### [EXERCISE PASSAGE]
Without the new EEOC regulation, a wellness program that provides incentives and has a health risk assessment in which both employees and their spouses can participate would violate GINA. This is the only scenario addressed by the proposed regulation.

The proposed regulation addresses this by allowing a narrow exception. The strings that come tied to this regulatory exception are somewhat complex, and some employers may find them too constricting, opting instead to either abandon spousal health risk assessments or tie the wellness incentive only to the employee's participation and not the spouse's.
Strings Attached (if the Regulation Applies in the First Place)
The proposed regulations clarify that GINA does not prohibit an employer from offering incentives for the provision of information by a spouse as part of an health risk assessment, as long as the following requirements are satisfied:- The participating individual (that is, the employee and the spouse) signs a consent form that describes both the types of information being requested and the applicable restrictions on the employer’s use of such information.
- The employee must be enrolled in either employee+spouse or family health coverage provided by the employer.
- The health information of both the employee and the spouse must be provided in connection with a wellness program health risk assessment.
- No incentives are provided for health information about the employee's biological children, adopted children or stepchildren.
- If an incentive is given for the spouse's health information (which is deemed genetic information of the employee), then the total wellness financial incentive must be apportioned between the employee and spouse, subject to limits.
Incentive Limit and Apportionment
The fifth requirement above is the most frustrating because it is not at all congruent with the wellness regulations under HIPAA and the ACA. The figure "30%" gets used a lot, but what's important to realize is that EEOC's GINA incentive limit is actually a two-step analysis that uses the same percentage two different ways.First, where there is an incentive tied to both the employee's and spouse's health information, the proposed rule limits the total inducement related to health status information to 30% of the total cost of the plan in which the employee and any dependents are enrolled. This is different than the EEOC's ADA wellness regulation, which limits the incentive tied to a health risk assessment in which only the employee participates to 30% of the total cost of self-only coverage, regardless of the coverage tier in which the employee is enrolled. Both of these machinations of the 30% limit differ from HIPAA's and the ACA's 30% limit.

(Stored data)
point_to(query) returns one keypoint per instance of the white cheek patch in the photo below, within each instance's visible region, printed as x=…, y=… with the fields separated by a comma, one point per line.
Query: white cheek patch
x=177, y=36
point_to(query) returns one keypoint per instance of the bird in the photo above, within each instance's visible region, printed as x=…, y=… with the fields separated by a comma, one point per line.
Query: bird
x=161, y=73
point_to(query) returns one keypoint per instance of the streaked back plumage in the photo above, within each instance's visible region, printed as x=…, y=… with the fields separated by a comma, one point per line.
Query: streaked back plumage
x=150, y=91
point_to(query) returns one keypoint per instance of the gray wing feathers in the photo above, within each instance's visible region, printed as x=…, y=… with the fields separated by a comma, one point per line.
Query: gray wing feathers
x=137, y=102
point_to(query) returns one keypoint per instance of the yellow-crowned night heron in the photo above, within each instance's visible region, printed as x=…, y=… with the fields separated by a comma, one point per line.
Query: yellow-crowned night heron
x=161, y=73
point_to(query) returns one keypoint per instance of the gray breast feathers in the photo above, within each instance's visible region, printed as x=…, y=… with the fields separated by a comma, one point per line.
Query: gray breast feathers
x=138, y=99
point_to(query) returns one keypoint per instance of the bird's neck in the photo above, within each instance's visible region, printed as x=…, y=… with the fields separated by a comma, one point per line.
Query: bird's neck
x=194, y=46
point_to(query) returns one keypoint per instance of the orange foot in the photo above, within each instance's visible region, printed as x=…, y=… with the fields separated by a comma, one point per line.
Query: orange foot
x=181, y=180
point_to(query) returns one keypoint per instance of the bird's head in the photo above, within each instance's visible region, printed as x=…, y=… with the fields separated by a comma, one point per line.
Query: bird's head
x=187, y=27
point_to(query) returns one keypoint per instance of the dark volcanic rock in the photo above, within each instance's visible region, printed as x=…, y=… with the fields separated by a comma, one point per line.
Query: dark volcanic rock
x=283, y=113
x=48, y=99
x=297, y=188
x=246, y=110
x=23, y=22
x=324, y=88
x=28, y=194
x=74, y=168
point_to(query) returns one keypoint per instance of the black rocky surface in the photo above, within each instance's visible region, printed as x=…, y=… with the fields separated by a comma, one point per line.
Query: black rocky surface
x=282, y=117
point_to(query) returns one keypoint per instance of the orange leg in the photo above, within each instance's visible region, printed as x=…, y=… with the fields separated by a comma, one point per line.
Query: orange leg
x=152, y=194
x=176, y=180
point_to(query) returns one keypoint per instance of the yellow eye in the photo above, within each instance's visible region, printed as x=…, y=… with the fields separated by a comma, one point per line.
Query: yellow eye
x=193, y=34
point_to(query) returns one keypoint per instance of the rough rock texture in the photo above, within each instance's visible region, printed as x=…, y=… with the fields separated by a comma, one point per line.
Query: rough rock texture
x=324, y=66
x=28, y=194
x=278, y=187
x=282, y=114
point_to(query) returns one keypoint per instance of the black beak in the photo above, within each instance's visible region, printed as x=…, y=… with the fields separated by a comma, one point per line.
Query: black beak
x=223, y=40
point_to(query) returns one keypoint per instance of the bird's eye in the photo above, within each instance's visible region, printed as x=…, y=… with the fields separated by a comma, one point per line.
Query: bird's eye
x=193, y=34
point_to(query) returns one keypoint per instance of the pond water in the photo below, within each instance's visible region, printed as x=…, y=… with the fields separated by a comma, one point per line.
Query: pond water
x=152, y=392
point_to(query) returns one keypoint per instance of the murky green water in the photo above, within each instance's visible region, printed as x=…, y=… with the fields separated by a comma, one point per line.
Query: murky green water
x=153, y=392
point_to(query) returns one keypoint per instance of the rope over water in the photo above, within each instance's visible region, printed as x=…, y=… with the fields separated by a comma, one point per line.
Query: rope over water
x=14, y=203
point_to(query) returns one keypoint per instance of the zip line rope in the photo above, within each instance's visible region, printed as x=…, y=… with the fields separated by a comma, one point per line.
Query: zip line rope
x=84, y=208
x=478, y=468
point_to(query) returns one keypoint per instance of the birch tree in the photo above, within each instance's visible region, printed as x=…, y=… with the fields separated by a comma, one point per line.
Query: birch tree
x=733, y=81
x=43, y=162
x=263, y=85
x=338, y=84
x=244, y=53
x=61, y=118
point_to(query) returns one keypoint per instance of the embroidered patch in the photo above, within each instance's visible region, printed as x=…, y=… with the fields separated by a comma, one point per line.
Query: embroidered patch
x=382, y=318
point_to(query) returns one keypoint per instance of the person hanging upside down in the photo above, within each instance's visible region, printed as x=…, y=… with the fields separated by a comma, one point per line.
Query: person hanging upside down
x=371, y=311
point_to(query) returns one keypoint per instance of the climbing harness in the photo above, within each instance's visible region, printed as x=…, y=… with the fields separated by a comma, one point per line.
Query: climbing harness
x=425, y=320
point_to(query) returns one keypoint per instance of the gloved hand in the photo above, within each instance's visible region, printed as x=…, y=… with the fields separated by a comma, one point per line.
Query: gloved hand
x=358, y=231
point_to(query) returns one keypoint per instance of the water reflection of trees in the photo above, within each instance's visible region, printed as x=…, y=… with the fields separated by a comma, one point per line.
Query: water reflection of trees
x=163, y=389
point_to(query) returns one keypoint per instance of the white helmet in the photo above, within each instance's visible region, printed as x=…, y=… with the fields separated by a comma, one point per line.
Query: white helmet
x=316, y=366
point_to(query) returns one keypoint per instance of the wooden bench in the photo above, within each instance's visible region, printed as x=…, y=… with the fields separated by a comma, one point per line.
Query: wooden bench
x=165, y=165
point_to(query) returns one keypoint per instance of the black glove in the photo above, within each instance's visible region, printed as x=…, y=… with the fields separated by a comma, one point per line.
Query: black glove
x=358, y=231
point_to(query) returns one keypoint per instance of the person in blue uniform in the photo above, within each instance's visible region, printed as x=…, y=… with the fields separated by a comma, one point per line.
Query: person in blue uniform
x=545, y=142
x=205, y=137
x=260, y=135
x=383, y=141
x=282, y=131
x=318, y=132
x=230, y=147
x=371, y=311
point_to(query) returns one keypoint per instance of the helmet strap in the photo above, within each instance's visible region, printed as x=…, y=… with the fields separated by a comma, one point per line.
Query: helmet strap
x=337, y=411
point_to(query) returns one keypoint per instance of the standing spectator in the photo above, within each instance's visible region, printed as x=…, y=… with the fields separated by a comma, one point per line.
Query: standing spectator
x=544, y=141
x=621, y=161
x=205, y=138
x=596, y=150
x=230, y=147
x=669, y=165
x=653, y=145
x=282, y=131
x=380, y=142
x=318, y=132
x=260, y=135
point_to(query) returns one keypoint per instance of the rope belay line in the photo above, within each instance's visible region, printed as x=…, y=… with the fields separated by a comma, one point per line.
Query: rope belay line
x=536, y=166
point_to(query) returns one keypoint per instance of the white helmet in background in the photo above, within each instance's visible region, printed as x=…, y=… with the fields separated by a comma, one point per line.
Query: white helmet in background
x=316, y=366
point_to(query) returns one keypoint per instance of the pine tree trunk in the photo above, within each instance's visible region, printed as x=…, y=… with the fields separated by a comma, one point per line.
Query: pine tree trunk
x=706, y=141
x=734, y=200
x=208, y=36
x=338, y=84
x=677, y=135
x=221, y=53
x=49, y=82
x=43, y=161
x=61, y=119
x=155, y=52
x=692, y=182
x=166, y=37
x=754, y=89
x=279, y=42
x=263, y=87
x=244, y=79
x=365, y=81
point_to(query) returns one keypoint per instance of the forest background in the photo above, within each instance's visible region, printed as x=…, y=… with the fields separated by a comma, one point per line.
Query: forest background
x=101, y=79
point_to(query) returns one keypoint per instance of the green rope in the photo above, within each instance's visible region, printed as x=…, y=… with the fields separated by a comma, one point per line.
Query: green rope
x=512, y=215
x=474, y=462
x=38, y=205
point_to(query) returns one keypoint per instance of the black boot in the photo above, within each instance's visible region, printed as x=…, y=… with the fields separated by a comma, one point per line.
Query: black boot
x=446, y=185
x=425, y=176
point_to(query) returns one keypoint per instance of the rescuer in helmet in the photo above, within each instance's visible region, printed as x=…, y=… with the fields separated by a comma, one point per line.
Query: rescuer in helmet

### [WORK ORDER 1]
Revise the passage on the EEOC's GINA wellness rule, starting at the words "Strings Attached (if" and ending with "children or stepchildren.", and swap "consent form" for "authorization form".
### [WORK ORDER 2]
Resume the passage on the EEOC's GINA wellness rule after its final sentence.

### [ANSWER 1]
Strings Attached (if the Regulation Applies in the First Place)
The proposed regulations clarify that GINA does not prohibit an employer from offering incentives for the provision of information by a spouse as part of an health risk assessment, as long as the following requirements are satisfied:- The participating individual (that is, the employee and the spouse) signs a authorization form that describes both the types of information being requested and the applicable restrictions on the employer’s use of such information.
- The employee must be enrolled in either employee+spouse or family health coverage provided by the employer.
- The health information of both the employee and the spouse must be provided in connection with a wellness program health risk assessment.
- No incentives are provided for health information about the employee's biological children, adopted children or stepchildren.

### [ANSWER 2]
Second, in addition to the combined employee and spouse incentive limit, the proposed GINA wellness regulation embeds a second 30% limit on any inducement specific to the employee. This embedded limit is equal to 30% of the cost of self-only coverage, regardless of which coverage tier in which the employee and his/her spouse are enrolled.
For example, if the total cost of employee-only coverage is $6,000 and family coverage is $14,000, then the wellness incentive (again, assuming the wellness program includes a health risk assessment in which both the spouse and the employee must participate) could not be more than $4,200 for the family as a whole (30% of $14,000), and the embedded limit for any incentive specific to the employee's participation is $1,800 (30% of $6,000). The remaining $2,400 ($4,200 minus $1,800) could be apportioned to the rest of the family for other wellness incentive purposes, including to the employee for other wellness-related activities (such as a heart walk or cancer run or participating in a seminar, etc.).
Keep in mind that this special limit and apportionment rule applies only to health risk assessments—specifically health risk assessments in which a spouse participates. Employers could have wellness incentives that are not related to health status information, and these rules won't apply to those incentives.